● Task instructions
**A)** Answer these questions from the passage on LTTE extortion of Tamils:
(i) According to the Tribunal's finding, why are the particular Tamils approached for funding chosen?
(ii) In Paramananthan, which Tamils did the security forces target?
(iii) What do the words "persecuted for reasons of" look to?
**B)** Carry on the judgment excerpt on LTTE extortion of Tamils, picking up after its last sentence.

● Exercise passage

•••••

But this was in the context (as appears from the same judgment at 567) of an express finding by the Tribunal that “the applicant has not satisfied me that the extortion was anything other than a criminal act, or that he was targeted for any reason other than he was known to have money”. Here, the Tribunal’s finding is the opposite: it says “there is no doubt that the LTTE approaches Tamil[s] for funding”. The additional fact that the particular Tamils approached are chosen “because of their perceived wealth” is no more legally relevant than the fact (in Paramananthan) that the security forces targeted, among Tamils, young males from Jaffna who might be thought more likely to be guerillas. Extortion directed at those members of a particular race from whom something might be extorted cannot be excluded from the concept of persecution within the Convention, and Ram does not suggest it can. On the evidence, it was plainly open to the Tribunal to conclude that the fanatical combatants in the LTTE saw it as the obligation of every Tamil to make sacrifices, willingly or by coercion, for Tamil Eelam. No doubt, it was for this reason the finding was made “that the LTTE approaches Tamil[s] for funding”. A motivation of this kind is sufficient for the purposes of the Convention. The words “persecuted for reasons of” look to the motives and attitudes of the persecutors (see Ram at 569), and if the LTTE practices extortion, with violence and threats of violence, against Tamils, the government being unable to provide protection, because the LTTE holds that Tamils must be coerced into supporting it, the terms of the Convention are satisfied.

•••••

● Dataset extract
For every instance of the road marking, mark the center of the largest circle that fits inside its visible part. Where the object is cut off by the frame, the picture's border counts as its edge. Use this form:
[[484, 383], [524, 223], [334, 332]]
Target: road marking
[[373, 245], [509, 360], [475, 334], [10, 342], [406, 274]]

•••••

● Expected outputs
**A)**
(i) They are chosen "because of their perceived wealth."
(ii) They targeted young males from Jaffna who might be thought more likely to be guerillas.
(iii) They look to the motives and attitudes of the persecutors.

**B)**
This passage was also cited with approval by Finn and Dowsett JJ in Rajaratnam at [42], their Honours going on to say, at [46]:
… In the usual case of extortion the extorting party will be acting for a self-interested reason (ie to gain an advantage for himself or herself, or for another). In this sense, his or her interest in the person extorted can always be said to be personal. What needs to be recognised, though, is that the reason why the extorting party has that interest may or may not have foundation in a convention reason. The extorted party may have been chosen specifically as the target of extortion for a convention reason, or may have become the subject of extortion because of the known susceptibility of a vulnerable social group to which he or she belongs, that social group being identified by a convention criterion. Or, conversely, the person may have been selected simply because of his or her perceived personal capacity to provide the particular advantage sought and for no other reason or purpose.
62.In our opinion, this illogicality amounting to legal unreasonableness affects the conclusion of the Tribunal in relation to both the Convention-based claim and the claim for complementary protection.
63.Although the Tribunal expressly held that the corrupt officers’ threats towards the appellant were a bluff designed to elicit money from his mother, that conclusion is infected by the same reasoning process which we have found to be illogical at [56] above. So also, in our opinion, is the Tribunal’s conclusion at [51] that in the absence of any claim that the appellant’s mother proposed to stop making payments, the situation would continue unchanged despite the appellant no longer being a child.
64.For these reasons, in this respect jurisdictional error on the part of the Tribunal is made out and ground 2 succeeds.